◆ RECORDED INFORMATION:
[BEGIN]
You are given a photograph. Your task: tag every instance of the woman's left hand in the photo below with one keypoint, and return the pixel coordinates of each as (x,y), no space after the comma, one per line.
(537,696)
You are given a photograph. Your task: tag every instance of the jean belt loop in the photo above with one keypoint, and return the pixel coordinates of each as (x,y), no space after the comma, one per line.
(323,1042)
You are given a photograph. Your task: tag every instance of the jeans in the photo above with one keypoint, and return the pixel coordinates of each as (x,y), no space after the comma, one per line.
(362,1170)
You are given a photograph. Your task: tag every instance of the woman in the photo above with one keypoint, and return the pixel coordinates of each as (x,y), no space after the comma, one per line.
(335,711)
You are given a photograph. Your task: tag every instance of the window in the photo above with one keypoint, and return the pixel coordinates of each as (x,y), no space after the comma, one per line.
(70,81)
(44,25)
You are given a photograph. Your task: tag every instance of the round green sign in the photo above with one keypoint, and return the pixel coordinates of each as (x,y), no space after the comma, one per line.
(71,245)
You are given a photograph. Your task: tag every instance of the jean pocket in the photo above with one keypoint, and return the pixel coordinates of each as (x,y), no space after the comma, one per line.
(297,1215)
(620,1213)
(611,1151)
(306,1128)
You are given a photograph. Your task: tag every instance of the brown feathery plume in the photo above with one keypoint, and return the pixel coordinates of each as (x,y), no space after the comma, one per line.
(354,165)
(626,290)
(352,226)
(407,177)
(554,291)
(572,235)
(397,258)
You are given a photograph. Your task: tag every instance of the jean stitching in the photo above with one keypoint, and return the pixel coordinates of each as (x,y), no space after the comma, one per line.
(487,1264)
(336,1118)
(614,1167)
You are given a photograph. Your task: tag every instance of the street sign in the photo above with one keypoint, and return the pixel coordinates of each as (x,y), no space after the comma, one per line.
[END]
◆ WHAT NEEDS TO BE DONE:
Transcribe the entire listing above precisely.

◆ THE ANSWER:
You are given a photograph. Your task: tag every instance of the woman's left hand in the photo below with one keypoint, and return the pixel coordinates of each as (x,y), no space after the comma, one per line.
(537,696)
You are given a photograph. Your task: tag every instance of the jean belt loop in the photo above with one keypoint, and return the pixel coordinates of each as (x,y), no space after the comma, one per line.
(323,1042)
You are given a photograph. Your task: tag every instance of the jeans in the photo above with one keypoint, and return the pixel coordinates of each as (x,y), no space after the comma, one per line.
(362,1170)
You are given a photograph. Your task: tag every instance of the woman in the photo above with one keypoint, and return the pixel coordinates of each as (x,y), no space after the comma, one per line.
(335,711)
You are given a photograph. Your task: tag every instance of the window in the photo above with one keypoint, and return the pixel coordinates of each as (x,y), no space after the comma, one per line.
(70,81)
(44,25)
You are given a photograph. Your task: tag every instance of the round green sign in the photo above with one keypoint, and return the pixel coordinates of each as (x,y), no space after the comma, one per line.
(71,245)
You are given a photograph. Your task: tag every instance of the jean pocket in the photo above with one keypoint, and return the pixel coordinates of each as (x,y), no space after the comma, one per line.
(297,1215)
(620,1213)
(611,1151)
(306,1128)
You are given a photograph. Your task: tag every instance of the brown feathery plume in the photo above with one keypoint, and return the pixel coordinates of each as (x,y), no space after the comma, one per line.
(354,165)
(626,290)
(352,226)
(407,177)
(554,291)
(572,235)
(397,258)
You are given a photograph. Your task: tag every instance of the jean stitching in the photo above with one keypoint, and return the pixel coordinates of each as (x,y), no space after the comma, one per line.
(487,1264)
(336,1118)
(614,1167)
You are given a photograph. Your task: tag every instance of the street sign in the photo above with one keypoint, and return the pixel coordinates of each as (x,y), no space after the comma, one per line.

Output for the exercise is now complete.